### WORK TASK
Copy every record below exactly, leaving out any pictures.

------------------------------------

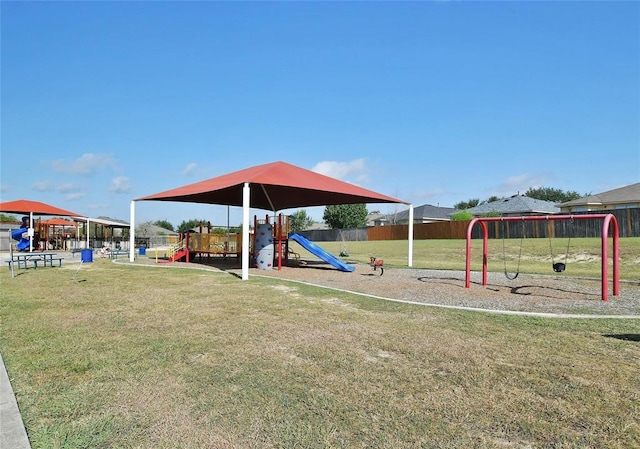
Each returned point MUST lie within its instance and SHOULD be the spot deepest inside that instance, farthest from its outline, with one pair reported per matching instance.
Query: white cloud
(343, 170)
(120, 184)
(85, 164)
(41, 186)
(520, 183)
(189, 169)
(74, 196)
(66, 187)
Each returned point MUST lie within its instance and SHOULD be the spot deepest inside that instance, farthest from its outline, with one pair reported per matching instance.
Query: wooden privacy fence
(628, 223)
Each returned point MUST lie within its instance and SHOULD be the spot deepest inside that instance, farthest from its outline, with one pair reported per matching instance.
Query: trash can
(86, 255)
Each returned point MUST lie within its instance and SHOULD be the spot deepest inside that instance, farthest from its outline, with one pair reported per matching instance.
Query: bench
(117, 252)
(21, 262)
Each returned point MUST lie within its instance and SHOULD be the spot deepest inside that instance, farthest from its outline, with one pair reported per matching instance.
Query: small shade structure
(34, 208)
(105, 222)
(275, 186)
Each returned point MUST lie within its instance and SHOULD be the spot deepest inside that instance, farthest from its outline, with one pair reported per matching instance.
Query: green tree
(190, 224)
(553, 195)
(344, 216)
(463, 215)
(164, 224)
(299, 221)
(4, 218)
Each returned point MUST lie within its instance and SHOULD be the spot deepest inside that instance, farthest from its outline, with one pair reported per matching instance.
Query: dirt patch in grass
(556, 294)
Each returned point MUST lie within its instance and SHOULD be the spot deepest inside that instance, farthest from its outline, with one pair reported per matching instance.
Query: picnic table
(26, 259)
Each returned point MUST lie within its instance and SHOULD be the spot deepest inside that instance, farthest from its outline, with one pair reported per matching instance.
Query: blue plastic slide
(23, 244)
(322, 254)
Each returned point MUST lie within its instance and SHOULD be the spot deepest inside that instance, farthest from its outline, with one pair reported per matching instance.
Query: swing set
(608, 219)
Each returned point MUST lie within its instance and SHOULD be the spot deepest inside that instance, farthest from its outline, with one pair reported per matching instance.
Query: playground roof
(59, 222)
(280, 186)
(33, 207)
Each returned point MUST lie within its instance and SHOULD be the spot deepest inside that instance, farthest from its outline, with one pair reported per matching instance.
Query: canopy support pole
(410, 237)
(268, 199)
(246, 196)
(132, 232)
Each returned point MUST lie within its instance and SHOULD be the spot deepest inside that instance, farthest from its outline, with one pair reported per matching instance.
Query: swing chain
(504, 252)
(559, 267)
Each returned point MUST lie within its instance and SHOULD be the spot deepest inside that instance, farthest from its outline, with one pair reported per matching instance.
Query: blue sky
(429, 102)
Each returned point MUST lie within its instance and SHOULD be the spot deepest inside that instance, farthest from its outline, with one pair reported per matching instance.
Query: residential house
(516, 205)
(426, 213)
(627, 197)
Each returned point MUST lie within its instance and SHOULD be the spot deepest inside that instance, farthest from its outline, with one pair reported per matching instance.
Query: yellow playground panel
(223, 244)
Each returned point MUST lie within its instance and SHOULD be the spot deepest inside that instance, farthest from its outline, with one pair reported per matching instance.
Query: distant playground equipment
(45, 234)
(269, 245)
(22, 235)
(608, 220)
(202, 243)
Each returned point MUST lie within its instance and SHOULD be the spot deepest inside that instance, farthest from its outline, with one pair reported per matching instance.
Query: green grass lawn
(146, 357)
(583, 256)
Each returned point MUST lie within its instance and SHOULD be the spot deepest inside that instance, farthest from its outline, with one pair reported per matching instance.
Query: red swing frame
(608, 219)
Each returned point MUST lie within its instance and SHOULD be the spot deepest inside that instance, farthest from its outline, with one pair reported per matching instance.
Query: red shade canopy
(59, 222)
(281, 186)
(34, 207)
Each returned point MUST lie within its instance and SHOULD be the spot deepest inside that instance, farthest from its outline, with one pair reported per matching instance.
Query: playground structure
(202, 243)
(608, 219)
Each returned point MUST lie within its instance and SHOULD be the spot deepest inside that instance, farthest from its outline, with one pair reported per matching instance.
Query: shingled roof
(516, 205)
(424, 214)
(623, 195)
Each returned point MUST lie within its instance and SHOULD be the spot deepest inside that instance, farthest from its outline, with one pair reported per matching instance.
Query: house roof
(105, 221)
(150, 229)
(426, 212)
(516, 204)
(279, 186)
(34, 207)
(621, 195)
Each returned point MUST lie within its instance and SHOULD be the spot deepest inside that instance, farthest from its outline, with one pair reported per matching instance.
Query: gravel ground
(556, 294)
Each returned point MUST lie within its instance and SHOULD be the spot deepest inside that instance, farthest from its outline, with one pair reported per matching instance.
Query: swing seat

------------------------------------

### ANSWER
Each returned point MUST lie within its instance and SHOULD be the spot deepest inside that instance, farthest from its outline, with one pair reported per matching instance.
Query: white cloud
(343, 170)
(120, 184)
(85, 164)
(41, 186)
(520, 183)
(189, 169)
(74, 196)
(66, 187)
Each returned point MUST lie within its instance and SHOULD be the spot deepest inside that instance, farthest from its outline, with one pair reported per matching instance.
Query: wooden privacy fence
(628, 223)
Each returned point MUST lie within its instance and SHOULD be the spot deepest inside that instance, farthest from its outline, with one pair reported per matching instance.
Query: trash can
(86, 255)
Each returned point MUST lie within its instance and SHOULD be the spot deepest inside that instance, farthest from its outline, with one pair reported per matching instance.
Query: bench
(117, 252)
(21, 262)
Each returned point MUST lie within its instance and SHOULD be the spot deepest inside that instance, farthest from its outline, with one pair reported per matching instance.
Query: small shade structure
(34, 208)
(105, 222)
(275, 186)
Each returned point MUST lie within its instance and SHOULD be the spot deepest inside that instance, farthest from its outline, with one pair reported per matching instance.
Query: green tree
(190, 224)
(553, 195)
(344, 216)
(463, 215)
(164, 224)
(299, 221)
(4, 218)
Each returned point MUST lie within its instance and SHOULD be the spot deepest inside that instance, farthest from its outline, with one pair reported per matching instance.
Query: dirt patch in grass
(556, 294)
Each returned point MUST lie within its instance and SHOULD be the spot deepest inside that instance, farthest from its outline, with one pair reported per matching instance.
Query: picnic table
(26, 259)
Each returned point MUST lie within its instance and SHOULD be the spot deepest inside that instance, farthest from its outline, with one pair reported per matching instance.
Query: blue plastic slide
(23, 244)
(322, 254)
Each returned point MUST lie within its instance and SHOULD be the spot deepest inside that instance, farthest from its outline, with one pair reported per matching instance.
Query: swing set
(608, 219)
Each returned point MUST lie within its instance and SHOULD be the spot deepest inside that instance, farthest from its outline, with one pair reported per matching instance.
Query: playground roof
(59, 222)
(280, 186)
(33, 207)
Each returned point MUST lie within its instance and SHOULD be the spot deepest inside that instance, farthest from its outline, with one pair reported per matching instance.
Query: canopy support pole
(410, 237)
(268, 199)
(246, 196)
(132, 232)
Each returned point MUST lie within its instance and SHOULD be the spot deepest inside that instance, farthest from its outline, with one pair reported per matching instance.
Query: swing chain
(504, 252)
(559, 267)
Each returned point MUST lie within its instance and SHOULD be the spot deepest inside that instance, farthest from its outline, with one pair reported per matching instance.
Query: blue sky
(429, 102)
Each returned point MUST lie within its instance and SHOULD be the spot deepest inside that instance, farthest from its outline, with one pair reported per matching instance.
Query: residential house
(516, 205)
(426, 213)
(627, 197)
Each returned point MUST lie within its instance and SHOULD be the spot deepest inside that instance, farthest from its outline, with one pair reported per matching instance.
Query: yellow playground panel
(223, 244)
Each returned point MUST lie within its instance and SHOULD be the spot deepest inside that instance, farthest from its outline, with one pair reported per matching instance.
Query: distant playground equipment
(45, 234)
(269, 245)
(22, 235)
(608, 220)
(202, 243)
Each returned point MUST lie within its instance and SHOULD be the spot deepest inside that instance, farthest from its outline, with one pair reported per matching instance.
Query: green grass lawn
(146, 357)
(583, 256)
Each returned point MUST lie within its instance and SHOULD be the spot deepest inside that instance, farthest from its outline, with one pair reported per matching instance.
Query: red swing frame
(608, 219)
Each returned point MUST lie within its instance and SHOULD be the spot deepest inside that instance, farthest from its outline, with one pair reported per matching instance.
Query: red shade canopy
(59, 222)
(281, 186)
(34, 207)
Each returned point MUST lie within its instance and SHOULD be the spot deepest inside that instance, farthest from its outline, with one pair reported per matching instance.
Query: playground structure
(202, 243)
(608, 219)
Each returned point MUST lie within its instance and SHOULD be the spot deepest inside that instance, farthest from its outline, with one pair reported per matching instance.
Query: shingled roof
(516, 205)
(424, 214)
(623, 195)
Each returned point MUST lie within its instance and SHOULD be the spot deepest inside that instance, farthest from its outline, with one pair reported per matching instance.
Query: house roof
(105, 221)
(150, 229)
(426, 212)
(516, 204)
(279, 186)
(34, 207)
(621, 195)
Each returned point MUST lie within its instance and SHOULD be the spot deepest inside that instance, farthest from its outline, with one pair reported per matching instance.
Query: gravel ground
(556, 294)
Each returned point MUST lie within its instance and SHOULD be the spot deepest inside that instance, farthest from its outline, with one pair reported per matching instance.
Query: swing seat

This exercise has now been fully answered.